--- YOUR TASK ---
Update the records below by changing every "planogram checker" to "shelf audit tool" and leaving all other wording as it is. Leave the pictures out of your answer.

[Image point annotation entries]
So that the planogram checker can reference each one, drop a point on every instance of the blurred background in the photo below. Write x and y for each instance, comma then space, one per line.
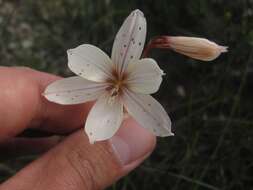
210, 103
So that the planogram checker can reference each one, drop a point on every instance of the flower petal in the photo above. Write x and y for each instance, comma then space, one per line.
73, 90
129, 41
104, 119
144, 76
90, 62
148, 113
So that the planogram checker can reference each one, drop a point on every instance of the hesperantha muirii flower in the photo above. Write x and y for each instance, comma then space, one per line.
120, 84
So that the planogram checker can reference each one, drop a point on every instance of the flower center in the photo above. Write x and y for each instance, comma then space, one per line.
116, 88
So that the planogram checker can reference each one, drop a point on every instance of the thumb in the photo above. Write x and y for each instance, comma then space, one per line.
75, 164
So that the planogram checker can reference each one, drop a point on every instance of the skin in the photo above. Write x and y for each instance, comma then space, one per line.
71, 163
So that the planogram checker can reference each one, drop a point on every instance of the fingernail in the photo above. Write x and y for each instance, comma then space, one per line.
132, 142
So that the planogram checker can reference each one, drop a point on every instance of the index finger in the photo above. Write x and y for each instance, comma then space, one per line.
23, 106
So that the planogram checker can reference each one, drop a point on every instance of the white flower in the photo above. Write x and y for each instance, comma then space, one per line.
122, 83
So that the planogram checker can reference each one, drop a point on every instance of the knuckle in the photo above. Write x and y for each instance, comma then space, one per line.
84, 168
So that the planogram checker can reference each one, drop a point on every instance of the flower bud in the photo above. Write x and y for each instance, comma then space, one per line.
197, 48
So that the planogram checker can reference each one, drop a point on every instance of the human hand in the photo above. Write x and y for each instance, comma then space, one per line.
73, 163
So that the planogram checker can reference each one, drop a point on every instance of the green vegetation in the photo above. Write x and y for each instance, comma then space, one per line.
210, 103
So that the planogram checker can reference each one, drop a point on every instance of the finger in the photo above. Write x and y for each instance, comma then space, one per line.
24, 146
22, 104
76, 165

--- OUTPUT OF THE TASK ---
So that the shelf audit tool can reference each one, drop a point on every instance of the blurred background in the photo below. Write x and y for each instance, comma then space, one per line.
210, 103
So that the shelf audit tool can reference each one, drop a point on every instance of the flower petal in the photo above. Write x and y for each instance, comma then space, one per line.
73, 90
129, 41
104, 119
144, 76
90, 62
148, 113
So that the shelf audit tool can reference each one, drop a point on every instance of the hesperantha muirii flower in the photo above. Write x and y for each instance, comma then space, one per line.
120, 84
So that the shelf audit tool can reference each one, drop a point on every instance of the flower center in the photo above. Write x and y for each instance, comma then space, one per line.
116, 88
So that the shelf audit tool can reference each one, drop a point on every instance of the thumb in the photo above. Write x and y for each instance, comma then space, one per line.
75, 164
So that the shelf audit tool can reference each one, drop a point on every instance of the skin in the photo above. Write x and y for each instance, comma then space, one per line.
71, 163
So that the shelf audit tool can reference each one, drop a point on every instance of the fingernail in the photo above. Write x and y for each instance, comma then space, one per line.
132, 142
So that the shelf audit tool can reference each one, drop a point on every instance of the index finger in the photo above. Write x and y for each instance, comma then space, one per line.
23, 106
So that the shelf audit tool can reference each one, drop a point on every instance of the white flower in the photo above. Write x and y for each instance, comma then space, one per line.
122, 83
So that the shelf audit tool can reference each one, drop a point on every instance of the knuckle in the photo above. Write x and y for each instance, comma then space, one per line.
84, 168
So that the shelf audit tool can reference each one, drop a point on every instance of the flower bud in the photo above. Write x and y for each instance, comma then space, one per line.
197, 48
So that the shelf audit tool can reference each one, drop a point on every instance of the human hand in the photo above. Write x and y for each instance, comma then space, one per line.
73, 163
So that the shelf audit tool can reference each one, drop a point on every instance of the green vegetation in the photo above. Write x and y for each instance, comma then space, one per line.
210, 103
So that the shelf audit tool can reference each one, drop a point on every instance of the finger in the photo above. Write x and y for each instance, comma then space, one per line.
24, 146
22, 104
76, 165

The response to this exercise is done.